**Task to complete:** All of the data must be returned word for word.

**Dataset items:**

---

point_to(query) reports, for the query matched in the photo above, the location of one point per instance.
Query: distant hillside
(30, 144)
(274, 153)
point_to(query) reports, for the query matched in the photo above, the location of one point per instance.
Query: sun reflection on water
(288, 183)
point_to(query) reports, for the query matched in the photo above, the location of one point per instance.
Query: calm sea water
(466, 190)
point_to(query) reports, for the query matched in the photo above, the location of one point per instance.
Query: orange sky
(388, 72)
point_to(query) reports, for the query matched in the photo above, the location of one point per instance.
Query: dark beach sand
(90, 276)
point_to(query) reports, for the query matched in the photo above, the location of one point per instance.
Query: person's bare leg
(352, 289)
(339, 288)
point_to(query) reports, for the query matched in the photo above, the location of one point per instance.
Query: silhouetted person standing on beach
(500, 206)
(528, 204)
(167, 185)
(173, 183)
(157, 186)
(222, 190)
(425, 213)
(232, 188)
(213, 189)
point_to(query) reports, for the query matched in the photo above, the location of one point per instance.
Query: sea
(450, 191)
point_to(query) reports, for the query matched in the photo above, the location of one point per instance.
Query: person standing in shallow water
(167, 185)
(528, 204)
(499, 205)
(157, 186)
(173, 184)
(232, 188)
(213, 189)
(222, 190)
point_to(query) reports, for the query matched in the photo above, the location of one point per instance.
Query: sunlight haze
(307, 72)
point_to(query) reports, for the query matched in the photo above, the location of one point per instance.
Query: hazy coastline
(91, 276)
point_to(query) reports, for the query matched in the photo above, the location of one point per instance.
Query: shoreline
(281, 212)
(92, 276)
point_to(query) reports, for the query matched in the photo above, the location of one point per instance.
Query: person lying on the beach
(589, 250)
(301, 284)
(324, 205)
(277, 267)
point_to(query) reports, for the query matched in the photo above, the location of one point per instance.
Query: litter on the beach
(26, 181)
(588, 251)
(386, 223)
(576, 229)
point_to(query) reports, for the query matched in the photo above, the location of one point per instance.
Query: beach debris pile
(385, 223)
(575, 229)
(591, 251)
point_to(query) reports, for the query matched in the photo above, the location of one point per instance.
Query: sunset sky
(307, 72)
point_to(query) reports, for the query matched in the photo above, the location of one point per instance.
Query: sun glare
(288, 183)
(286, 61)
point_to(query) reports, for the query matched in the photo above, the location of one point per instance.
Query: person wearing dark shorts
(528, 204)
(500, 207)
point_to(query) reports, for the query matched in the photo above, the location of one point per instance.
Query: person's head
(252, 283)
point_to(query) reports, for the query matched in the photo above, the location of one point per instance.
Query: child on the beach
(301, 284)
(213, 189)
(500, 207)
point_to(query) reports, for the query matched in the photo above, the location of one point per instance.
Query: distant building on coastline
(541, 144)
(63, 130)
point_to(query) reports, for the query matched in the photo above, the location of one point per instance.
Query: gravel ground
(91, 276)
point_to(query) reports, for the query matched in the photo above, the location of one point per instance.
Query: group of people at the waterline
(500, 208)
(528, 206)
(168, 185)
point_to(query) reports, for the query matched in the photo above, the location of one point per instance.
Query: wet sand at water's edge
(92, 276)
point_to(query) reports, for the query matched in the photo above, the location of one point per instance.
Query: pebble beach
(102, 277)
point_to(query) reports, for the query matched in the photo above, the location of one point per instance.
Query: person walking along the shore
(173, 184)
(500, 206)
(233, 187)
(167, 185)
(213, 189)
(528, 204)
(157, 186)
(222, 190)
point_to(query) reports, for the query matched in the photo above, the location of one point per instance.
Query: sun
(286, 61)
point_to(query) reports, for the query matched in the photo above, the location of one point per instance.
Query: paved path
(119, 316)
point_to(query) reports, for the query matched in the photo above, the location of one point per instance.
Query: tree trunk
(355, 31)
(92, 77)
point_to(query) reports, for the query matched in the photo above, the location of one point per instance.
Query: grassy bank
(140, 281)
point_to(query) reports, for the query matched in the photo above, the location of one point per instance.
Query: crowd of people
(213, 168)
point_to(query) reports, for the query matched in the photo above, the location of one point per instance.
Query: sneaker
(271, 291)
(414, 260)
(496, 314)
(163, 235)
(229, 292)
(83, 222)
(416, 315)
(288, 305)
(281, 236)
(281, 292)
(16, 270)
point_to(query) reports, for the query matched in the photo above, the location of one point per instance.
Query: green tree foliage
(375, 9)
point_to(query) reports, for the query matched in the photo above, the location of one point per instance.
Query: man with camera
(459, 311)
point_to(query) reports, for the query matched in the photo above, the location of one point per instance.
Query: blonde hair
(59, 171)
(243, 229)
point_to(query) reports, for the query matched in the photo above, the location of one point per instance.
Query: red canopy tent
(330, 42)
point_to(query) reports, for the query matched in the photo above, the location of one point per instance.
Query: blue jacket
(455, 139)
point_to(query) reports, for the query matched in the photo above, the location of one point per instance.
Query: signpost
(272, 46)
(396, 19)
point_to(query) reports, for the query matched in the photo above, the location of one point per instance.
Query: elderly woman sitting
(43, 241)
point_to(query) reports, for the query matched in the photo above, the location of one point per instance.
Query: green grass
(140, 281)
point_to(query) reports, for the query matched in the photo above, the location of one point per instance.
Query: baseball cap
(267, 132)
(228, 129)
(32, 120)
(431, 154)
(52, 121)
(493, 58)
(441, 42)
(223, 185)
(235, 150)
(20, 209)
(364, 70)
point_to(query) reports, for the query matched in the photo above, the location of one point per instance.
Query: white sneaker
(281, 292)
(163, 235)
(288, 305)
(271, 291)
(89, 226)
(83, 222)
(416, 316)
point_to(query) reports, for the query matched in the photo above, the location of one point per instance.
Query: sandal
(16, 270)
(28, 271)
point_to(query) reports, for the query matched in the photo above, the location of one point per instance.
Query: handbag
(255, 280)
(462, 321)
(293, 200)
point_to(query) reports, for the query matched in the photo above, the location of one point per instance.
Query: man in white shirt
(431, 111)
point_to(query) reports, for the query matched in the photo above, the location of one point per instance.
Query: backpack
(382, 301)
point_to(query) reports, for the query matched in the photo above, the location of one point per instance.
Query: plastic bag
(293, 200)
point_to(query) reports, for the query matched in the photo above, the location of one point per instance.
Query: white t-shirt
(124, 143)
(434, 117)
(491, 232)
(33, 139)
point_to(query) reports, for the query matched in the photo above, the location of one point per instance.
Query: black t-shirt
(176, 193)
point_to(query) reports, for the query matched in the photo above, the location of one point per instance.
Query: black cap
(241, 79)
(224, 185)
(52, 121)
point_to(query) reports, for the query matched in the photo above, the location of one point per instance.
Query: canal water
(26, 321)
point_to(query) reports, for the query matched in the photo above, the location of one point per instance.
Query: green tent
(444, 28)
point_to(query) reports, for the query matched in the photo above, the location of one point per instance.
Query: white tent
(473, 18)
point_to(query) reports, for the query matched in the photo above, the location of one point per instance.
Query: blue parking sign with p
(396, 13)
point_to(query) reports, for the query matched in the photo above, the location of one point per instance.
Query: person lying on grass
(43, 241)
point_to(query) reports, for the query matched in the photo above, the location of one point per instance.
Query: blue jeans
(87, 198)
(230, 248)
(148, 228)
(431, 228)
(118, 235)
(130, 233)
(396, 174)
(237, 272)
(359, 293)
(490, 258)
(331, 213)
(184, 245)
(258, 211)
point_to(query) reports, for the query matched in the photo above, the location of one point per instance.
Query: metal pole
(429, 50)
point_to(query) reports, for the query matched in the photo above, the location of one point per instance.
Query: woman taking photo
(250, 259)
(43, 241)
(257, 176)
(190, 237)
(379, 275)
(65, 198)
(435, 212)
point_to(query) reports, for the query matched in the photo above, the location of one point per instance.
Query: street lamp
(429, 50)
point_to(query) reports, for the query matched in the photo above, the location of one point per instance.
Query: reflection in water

---

**Task solution:**
point_to(query) reports, for the query matched in the photo above, the location of one point per instance.
Query: distant hillside
(30, 144)
(274, 153)
point_to(query) reports, for the query matched in the photo above, the location of one point per instance.
Query: sun reflection on water
(288, 183)
point_to(query) reports, for the query matched in the photo above, the location of one point per instance.
Query: calm sea water
(466, 190)
point_to(query) reports, for the query matched in the photo above, the location of one point per instance.
Query: orange sky
(388, 72)
point_to(query) reports, for the query matched in the photo above, the location of one point per instance.
Query: dark beach sand
(90, 276)
point_to(query) reports, for the query matched in the photo above, the location of one point per instance.
Query: person's bare leg
(352, 289)
(339, 288)
point_to(query) reports, for the query matched in the photo above, the location of one point per instance.
Query: silhouetted person standing on beach
(500, 206)
(528, 204)
(167, 185)
(173, 183)
(157, 186)
(222, 190)
(425, 213)
(232, 188)
(213, 189)
point_to(query) reports, for the query matched in the photo above, the location of one point per instance.
Query: sea
(450, 191)
point_to(query) reports, for the query matched in the photo above, the location of one point per instance.
Query: person standing in shallow water
(167, 185)
(528, 204)
(499, 205)
(157, 186)
(173, 184)
(232, 188)
(213, 189)
(222, 190)
point_to(query) reports, for the query matched in the photo above, the location of one point per instance.
Query: sunlight haze
(307, 72)
point_to(query) reports, for the query matched in the photo above, the location of one point per instance.
Query: hazy coastline
(91, 276)
point_to(query) reports, for the query matched in the photo above, the location of one point per instance.
Query: shoreline
(281, 212)
(92, 276)
point_to(query) reports, for the query matched in the photo above, the location of one point per instance.
Query: person lying on the beach
(589, 250)
(301, 284)
(324, 205)
(277, 267)
point_to(query) reports, for the query matched in the photo above, the location of one point per instance.
Query: litter on the beach
(26, 181)
(588, 251)
(386, 223)
(576, 229)
point_to(query) reports, for the query matched in the photo above, the location of one point per instance.
Query: beach debris pile
(385, 223)
(575, 229)
(591, 251)
point_to(query) reports, for the query matched in the photo above, the location of one point per instance.
Query: sunset sky
(307, 72)
point_to(query) reports, for the query matched in the photo above, the location of one point per instance.
Query: sun glare
(288, 183)
(286, 61)
point_to(query) reports, for the query matched in the photo above, the location of one point per instance.
Query: person wearing dark shorts
(528, 204)
(500, 207)
point_to(query) reports, for the query matched in the photo above, the location of one point per instance.
Query: person's head
(252, 283)
point_to(query) reports, for the query matched in the photo above, the location of one point per instance.
Query: child on the beach
(301, 284)
(213, 189)
(500, 207)
point_to(query) reports, for the query matched in the photo above, the location of one point per instance.
Query: distant building on coastline
(541, 144)
(63, 130)
point_to(query) reports, for the query matched in the photo above, the location of one point per instance.
Query: gravel ground
(91, 276)
point_to(query) reports, for the query matched in the photo above, the location of one point per instance.
Query: group of people at the waterline
(500, 208)
(528, 206)
(168, 185)
point_to(query) reports, for the query matched in the photo above, the location of one point per instance.
Query: wet sand at water's edge
(92, 276)
point_to(query) reports, for the query matched in the photo above, the location of one point per instance.
Query: pebble beach
(102, 277)
point_to(query) reports, for the query matched in the photo above, the location of one point per instance.
Query: person walking along the shore
(173, 184)
(500, 206)
(233, 187)
(167, 185)
(213, 189)
(528, 204)
(157, 186)
(222, 190)
point_to(query) reports, for the query matched in the photo above, the location of one point per instance.
Query: sun
(286, 61)
point_to(query) reports, for the query matched in the photo above, the location of one point per instance.
Query: paved path
(119, 316)
point_to(query) reports, for the query matched in the photo above, the location of one point per instance.
Query: tree trunk
(355, 31)
(92, 77)
point_to(query) reports, for the query matched in the photo above, the location of one point per instance.
Query: grassy bank
(140, 281)
point_to(query) reports, for the query matched in the photo above, the location of one point per instance.
Query: crowd of people
(213, 168)
point_to(query) reports, for the query matched in the photo above, the location of one point per instance.
Query: sneaker
(271, 291)
(414, 260)
(496, 314)
(163, 235)
(229, 292)
(83, 222)
(416, 315)
(288, 305)
(281, 236)
(281, 292)
(16, 270)
point_to(query) reports, for the query matched in the photo above, the location of one point per instance.
Query: green tree foliage
(375, 9)
point_to(query) reports, for the query matched in the photo above, the location of one point per instance.
Query: man with camera
(459, 311)
point_to(query) reports, for the query matched in the photo above, the location of one point per instance.
Query: blonde hair
(59, 171)
(243, 229)
point_to(query) reports, for the query matched in the photo above, the location of one point per instance.
Query: red canopy tent
(330, 42)
point_to(query) reports, for the query matched in the photo above, the location of one point per instance.
Query: blue jacket
(455, 139)
point_to(query) reports, for the query matched in the photo above, the location of one point per instance.
Query: signpost
(272, 46)
(396, 19)
point_to(query) reports, for the query matched in the photo above, the location of one point per instance.
Query: elderly woman sitting
(43, 241)
point_to(query) reports, for the query matched in the photo above, the location of one point per instance.
Query: green grass
(140, 281)
point_to(query) reports, for the query matched in the photo above, the location of one point per instance.
Query: baseball cap
(267, 132)
(228, 129)
(32, 120)
(431, 154)
(52, 121)
(493, 58)
(441, 42)
(223, 185)
(235, 150)
(20, 209)
(364, 70)
point_to(query) reports, for the query matched in the photo above, the location of one point per instance.
Query: white sneaker
(281, 292)
(163, 235)
(288, 305)
(271, 291)
(89, 226)
(83, 222)
(416, 316)
point_to(query) reports, for the query matched in the photo above, the location of one point per instance.
Query: sandal
(16, 270)
(28, 271)
point_to(query) reports, for the query matched in the photo above, the location of one point per instance.
Query: handbag
(255, 280)
(462, 321)
(293, 200)
point_to(query) reports, for the query matched in the photo above, the location of one point per instance.
Query: man in white shirt
(431, 111)
point_to(query) reports, for the query matched in the photo above, the location of one point per instance.
Query: backpack
(382, 301)
point_to(query) reports, for the query matched in the photo above, the location of one point per instance.
Query: plastic bag
(293, 200)
point_to(query) reports, for the query matched in the photo above, the location of one point per instance.
Query: white t-shirt
(124, 143)
(434, 117)
(491, 232)
(33, 139)
point_to(query) reports, for the query matched in the photo above, the location of one point per instance.
Query: black t-shirt
(176, 193)
point_to(query) reports, for the query matched in the photo above, the location of one point per instance.
Query: black cap
(241, 79)
(224, 185)
(52, 121)
point_to(query) reports, for the query matched in the photo above, the location of one point per instance.
Query: canal water
(26, 321)
point_to(query) reports, for the query matched in the photo above, the location of one point per instance.
Query: green tent
(444, 28)
point_to(query) reports, for the query matched in the photo above, the location of one point per instance.
Query: white tent
(473, 18)
point_to(query) reports, for the query matched in the photo above, the location of one point per instance.
Query: blue parking sign with p
(396, 13)
point_to(query) reports, for the query matched in the photo above, the location of one point per instance.
Query: person lying on grass
(43, 241)
point_to(query) reports, for the query matched in the photo above, the location of one point per instance.
Query: blue jeans
(87, 198)
(230, 248)
(148, 228)
(431, 228)
(118, 235)
(130, 233)
(396, 174)
(237, 272)
(359, 293)
(490, 258)
(331, 213)
(184, 245)
(258, 211)
point_to(query) reports, for the query matched in the photo above, the location of one point per instance.
Query: metal pole
(429, 50)
point_to(query) reports, for the query matched in the photo above, the location of one point per instance.
Query: woman taking photo
(250, 259)
(43, 241)
(257, 176)
(190, 237)
(379, 275)
(65, 198)
(435, 212)
point_to(query) reports, for the query matched in the photo above, the location of one point per instance.
Query: street lamp
(429, 50)
point_to(query) reports, for the query matched in the photo above, the location of one point per instance.
Query: reflection in water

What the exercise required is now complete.